** Text shown follows **
The two candidates were even farther apart on how to revive the economy, with Harris calling it “the fundamental difference between Donald Trump and Joe Biden.” Republicans gauge success by “how rich people are doing,” she said, while a Democratic president would measure growth by “the strength of the American worker.” She promised that repealing the Trump tax cuts would be a “Day One” priority and pledged that new revenue would be spent on infrastructure and education.
Pence took that promise and turned it on its head: “On Day One, Joe Biden is going to raise your taxes.” Stick with Trump, he urged voters, and the economy would return to pre-pandemic glory. For proof, he pointed to how the economy had already added 11.6 million of the 22 million jobs lost as the country confronted the coronavirus. “President Trump and I will keep America growing,” he insisted. “The V-shape recovery that’s underway right now will continue.”
There was little room for any discussion of the single social issue of the night: abortion. Both candidates laid out their positions, the entrenched orthodoxies of their respective political parties, and that was that. When Page asked each debate participant a precise question about what they’d want state law to look like back home — Pence in Indiana, Harris in California — in the event the Supreme Court reverses Roe v. Wade, neither of them would go there.
** End of Text shown **
** Input data follows **
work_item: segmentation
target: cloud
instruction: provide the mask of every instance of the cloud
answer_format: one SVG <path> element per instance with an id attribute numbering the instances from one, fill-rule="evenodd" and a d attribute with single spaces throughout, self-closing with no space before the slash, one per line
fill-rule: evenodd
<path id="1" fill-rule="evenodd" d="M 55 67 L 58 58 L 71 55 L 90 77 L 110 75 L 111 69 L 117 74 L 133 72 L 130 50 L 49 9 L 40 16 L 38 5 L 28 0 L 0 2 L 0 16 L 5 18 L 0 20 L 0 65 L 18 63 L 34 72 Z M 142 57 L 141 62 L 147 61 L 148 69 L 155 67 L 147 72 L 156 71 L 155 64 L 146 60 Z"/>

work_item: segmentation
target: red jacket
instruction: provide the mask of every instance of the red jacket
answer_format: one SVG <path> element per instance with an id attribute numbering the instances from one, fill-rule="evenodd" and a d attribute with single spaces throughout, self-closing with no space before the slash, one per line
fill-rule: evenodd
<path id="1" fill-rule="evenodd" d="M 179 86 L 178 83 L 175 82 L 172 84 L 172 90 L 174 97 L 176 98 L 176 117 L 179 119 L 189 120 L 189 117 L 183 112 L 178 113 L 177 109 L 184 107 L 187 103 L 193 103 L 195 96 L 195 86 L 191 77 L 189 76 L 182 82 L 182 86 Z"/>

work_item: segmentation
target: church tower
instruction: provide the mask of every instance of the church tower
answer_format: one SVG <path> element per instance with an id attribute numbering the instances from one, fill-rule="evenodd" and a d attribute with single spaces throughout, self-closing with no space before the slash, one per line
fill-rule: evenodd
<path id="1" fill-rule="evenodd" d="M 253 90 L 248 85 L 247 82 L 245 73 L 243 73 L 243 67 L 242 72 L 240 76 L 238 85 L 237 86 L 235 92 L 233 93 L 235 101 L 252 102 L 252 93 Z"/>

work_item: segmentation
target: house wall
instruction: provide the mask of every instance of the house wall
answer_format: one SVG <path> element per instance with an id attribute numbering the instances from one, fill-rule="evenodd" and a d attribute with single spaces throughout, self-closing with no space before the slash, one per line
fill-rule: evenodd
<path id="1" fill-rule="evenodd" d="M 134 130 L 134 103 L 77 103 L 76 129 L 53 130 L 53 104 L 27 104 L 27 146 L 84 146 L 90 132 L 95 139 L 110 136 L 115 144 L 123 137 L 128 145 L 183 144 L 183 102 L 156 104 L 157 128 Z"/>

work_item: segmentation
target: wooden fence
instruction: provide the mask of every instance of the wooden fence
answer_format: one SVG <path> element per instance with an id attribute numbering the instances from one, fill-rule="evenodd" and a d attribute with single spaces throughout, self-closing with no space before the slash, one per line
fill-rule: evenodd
** End of Input data **
▶ [Directions]
[1] Can you turn the debate excerpt's paragraph beginning "Pence took that promise" into a short bulleted list that keeps its main facts?
[2] Could you carry on the debate excerpt from where it stops, keeping its tone and subject?
The items have nothing to do with the debate excerpt.

▶ [Answers per task]
[1]
- Pence reversed Harris's promise: "On Day One, Joe Biden is going to raise your taxes."
- He urged voters to stick with Trump, saying the economy would return to pre-pandemic glory.
- As proof, he noted that the economy had already added 11.6 million of the 22 million jobs lost during the coronavirus.
- He said he and Trump would keep America growing and that the V-shape recovery underway would continue.

[2]
“I will always fight for a woman’s right to make a decision about her own body,” Harris said.
“I’m pro-life,” Pence replied. “I don’t apologize for it, and this is another one of those cases where there’s such a dramatic contrast.”
While the debate clarified positions of the campaigns, neither side offer anything new. The only unscripted moment came courtesy of a house fly. It landed on the silver hair of the vice president long enough to make headlines, perhaps a testament to how boring some in the press found the presentation. Then again, fireworks were never likely.
The Biden-Harris ticket leads Trump-Pence by 9.7 percentage points in the RealClearPolitics national polling average, a lead that has grown since the coronavirus landed the president at Walter Reed. Democrats see the virus as their best argument against a second Trump term. With no end in sight to the pandemic, Harris only had to stay the course and avoid any mistakes. For Pence, it was the opposite: He needed to score.
Republicans had hoped that when voters saw Trump and Biden square off, the electorate would favor the incumbent. They were disappointed. A poor showing combined with the poor health of the president has the ticket dropping in the polls. It fell to Pence to stop the bleeding.
He returned to the game plan the Trump campaign had hoped to run before biology wrecked their strategy. A Biden administration, the vice president argued, would be centrist in name only. Here, Pence made the most of his opponent’s Senate record. Throughout the night, he noted how Harris had signed on as a co-sponsor of Rep. Alexandria Ocasio Cortez’s Green New Deal, a climate change plan that goes farther than even Biden is willing to go. Harris never directly responded to the point.
Pence attacked her left flank again and again, also pressing his opponent to say whether Biden would sign off on adding more justices to the Supreme Court to counteract a conservative bench.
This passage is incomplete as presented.